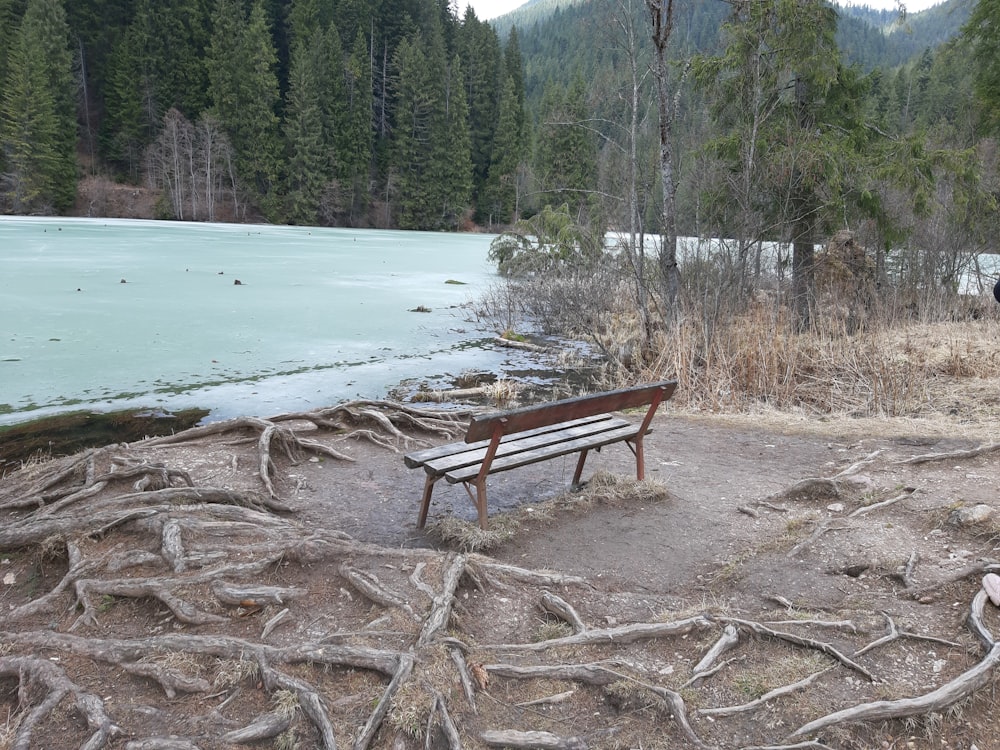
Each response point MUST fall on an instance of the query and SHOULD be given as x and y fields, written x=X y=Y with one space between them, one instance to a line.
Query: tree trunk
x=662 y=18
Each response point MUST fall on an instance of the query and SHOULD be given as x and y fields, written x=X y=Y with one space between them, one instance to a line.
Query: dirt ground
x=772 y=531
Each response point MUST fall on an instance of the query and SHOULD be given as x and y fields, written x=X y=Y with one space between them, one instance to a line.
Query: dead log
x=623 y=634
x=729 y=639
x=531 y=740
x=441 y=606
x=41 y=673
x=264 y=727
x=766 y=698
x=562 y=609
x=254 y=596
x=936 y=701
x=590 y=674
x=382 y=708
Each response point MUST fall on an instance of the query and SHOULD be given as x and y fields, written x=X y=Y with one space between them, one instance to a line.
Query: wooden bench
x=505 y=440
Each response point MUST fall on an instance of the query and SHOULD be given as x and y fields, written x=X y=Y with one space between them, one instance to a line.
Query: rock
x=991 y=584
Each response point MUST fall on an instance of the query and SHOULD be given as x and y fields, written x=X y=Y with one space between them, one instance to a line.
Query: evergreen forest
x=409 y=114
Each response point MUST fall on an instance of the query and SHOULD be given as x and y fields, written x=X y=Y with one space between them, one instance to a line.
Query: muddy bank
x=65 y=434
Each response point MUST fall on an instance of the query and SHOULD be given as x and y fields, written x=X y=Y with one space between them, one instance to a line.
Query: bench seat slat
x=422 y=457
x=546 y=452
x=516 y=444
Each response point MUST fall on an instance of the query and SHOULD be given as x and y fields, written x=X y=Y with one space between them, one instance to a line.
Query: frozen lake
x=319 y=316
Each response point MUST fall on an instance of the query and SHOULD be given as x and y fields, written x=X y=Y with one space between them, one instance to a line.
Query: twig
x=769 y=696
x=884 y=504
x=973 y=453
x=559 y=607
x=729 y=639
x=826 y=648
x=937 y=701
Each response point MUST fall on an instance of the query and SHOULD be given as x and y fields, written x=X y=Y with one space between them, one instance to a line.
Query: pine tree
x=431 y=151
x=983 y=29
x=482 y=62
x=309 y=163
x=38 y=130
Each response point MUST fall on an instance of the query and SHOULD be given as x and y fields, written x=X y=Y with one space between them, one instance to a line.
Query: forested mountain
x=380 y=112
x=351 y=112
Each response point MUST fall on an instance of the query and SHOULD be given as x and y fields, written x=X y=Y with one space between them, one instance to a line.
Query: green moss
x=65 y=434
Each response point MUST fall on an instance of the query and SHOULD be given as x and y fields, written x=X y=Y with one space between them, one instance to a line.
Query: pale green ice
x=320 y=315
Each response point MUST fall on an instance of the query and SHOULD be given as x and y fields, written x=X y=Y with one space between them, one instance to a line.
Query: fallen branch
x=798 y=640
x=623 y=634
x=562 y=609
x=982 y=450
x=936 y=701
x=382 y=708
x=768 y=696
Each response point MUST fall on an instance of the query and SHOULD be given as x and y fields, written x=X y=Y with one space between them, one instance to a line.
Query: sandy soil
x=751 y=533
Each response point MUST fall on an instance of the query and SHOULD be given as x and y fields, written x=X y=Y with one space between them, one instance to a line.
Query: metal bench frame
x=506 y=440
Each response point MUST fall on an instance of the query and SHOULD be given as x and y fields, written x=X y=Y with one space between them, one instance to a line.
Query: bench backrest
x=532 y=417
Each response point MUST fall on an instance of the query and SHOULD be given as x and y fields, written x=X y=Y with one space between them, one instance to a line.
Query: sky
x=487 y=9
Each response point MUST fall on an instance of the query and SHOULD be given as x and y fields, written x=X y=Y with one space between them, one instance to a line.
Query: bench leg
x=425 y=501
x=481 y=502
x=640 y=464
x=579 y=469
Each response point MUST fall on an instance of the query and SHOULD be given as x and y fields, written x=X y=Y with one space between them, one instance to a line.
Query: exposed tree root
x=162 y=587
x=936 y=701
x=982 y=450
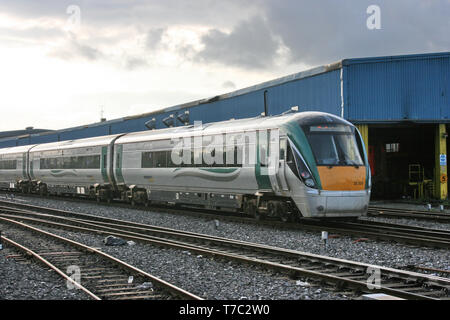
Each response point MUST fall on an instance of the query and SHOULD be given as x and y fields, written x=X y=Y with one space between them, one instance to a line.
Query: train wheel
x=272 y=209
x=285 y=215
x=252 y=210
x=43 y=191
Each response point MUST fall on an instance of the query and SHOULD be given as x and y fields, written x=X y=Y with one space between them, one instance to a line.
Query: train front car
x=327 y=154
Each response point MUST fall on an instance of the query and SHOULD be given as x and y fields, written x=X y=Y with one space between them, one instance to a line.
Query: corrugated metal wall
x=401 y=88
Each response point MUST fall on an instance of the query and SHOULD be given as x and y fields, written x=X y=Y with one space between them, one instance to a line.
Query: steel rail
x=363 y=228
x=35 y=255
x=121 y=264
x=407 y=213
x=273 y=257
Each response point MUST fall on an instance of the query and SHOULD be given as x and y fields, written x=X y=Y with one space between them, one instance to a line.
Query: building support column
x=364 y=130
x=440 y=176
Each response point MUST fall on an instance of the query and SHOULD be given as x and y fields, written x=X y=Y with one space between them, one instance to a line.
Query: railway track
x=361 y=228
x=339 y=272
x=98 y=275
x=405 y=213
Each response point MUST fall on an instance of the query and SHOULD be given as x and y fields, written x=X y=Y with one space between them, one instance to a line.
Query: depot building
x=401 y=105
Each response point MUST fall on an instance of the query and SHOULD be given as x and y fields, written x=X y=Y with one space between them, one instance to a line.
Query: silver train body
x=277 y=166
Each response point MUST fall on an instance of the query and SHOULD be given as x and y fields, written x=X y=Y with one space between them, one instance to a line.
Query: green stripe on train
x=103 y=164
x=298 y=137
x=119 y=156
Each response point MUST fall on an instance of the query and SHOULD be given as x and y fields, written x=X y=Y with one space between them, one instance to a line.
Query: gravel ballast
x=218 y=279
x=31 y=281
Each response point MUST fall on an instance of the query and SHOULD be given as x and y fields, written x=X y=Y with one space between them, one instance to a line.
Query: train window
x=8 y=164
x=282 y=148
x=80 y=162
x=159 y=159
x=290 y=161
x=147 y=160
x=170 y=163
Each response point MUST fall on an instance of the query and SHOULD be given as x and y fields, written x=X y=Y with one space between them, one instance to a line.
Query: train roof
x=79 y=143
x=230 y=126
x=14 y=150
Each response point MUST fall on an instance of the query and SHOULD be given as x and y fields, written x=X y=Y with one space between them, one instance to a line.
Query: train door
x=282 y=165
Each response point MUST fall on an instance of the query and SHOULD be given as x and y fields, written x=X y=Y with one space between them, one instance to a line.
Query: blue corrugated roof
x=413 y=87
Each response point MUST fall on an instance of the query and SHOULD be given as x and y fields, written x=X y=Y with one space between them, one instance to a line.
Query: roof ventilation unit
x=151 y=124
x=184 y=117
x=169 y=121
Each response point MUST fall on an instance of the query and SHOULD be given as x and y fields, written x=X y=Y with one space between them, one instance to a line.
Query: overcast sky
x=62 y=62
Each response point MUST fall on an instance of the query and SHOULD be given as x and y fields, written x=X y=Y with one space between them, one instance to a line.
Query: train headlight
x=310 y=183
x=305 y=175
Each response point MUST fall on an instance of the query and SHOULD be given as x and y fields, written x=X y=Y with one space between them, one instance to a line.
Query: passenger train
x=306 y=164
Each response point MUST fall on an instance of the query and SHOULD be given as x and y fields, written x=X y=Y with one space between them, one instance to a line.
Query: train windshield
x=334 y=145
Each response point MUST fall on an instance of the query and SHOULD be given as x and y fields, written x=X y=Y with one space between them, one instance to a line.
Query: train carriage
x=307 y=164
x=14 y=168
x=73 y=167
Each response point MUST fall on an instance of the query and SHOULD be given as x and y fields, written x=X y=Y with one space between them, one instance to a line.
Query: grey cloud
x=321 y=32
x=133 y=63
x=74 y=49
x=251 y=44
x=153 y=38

» **Short task**
Rewrite everything from the start of the records down to and including the line containing "x=772 y=531", requests too. Multiply each coordinate in the answers by 1.7 and round to whole numbers, with halves rounding up, leaving the pictures and all later lines out.

» **Task solution**
Each response point MUST fall on an instance of the query and SHOULD be given as x and y fields, written x=X y=Y with one space between them, one instance to a line.
Query: tree trunk
x=1125 y=31
Each response point MUST fall on an instance of the query and SHOULD be given as x and y fields, written x=X y=Y with one space between them, one instance to a line.
Query: dirt ground
x=1312 y=903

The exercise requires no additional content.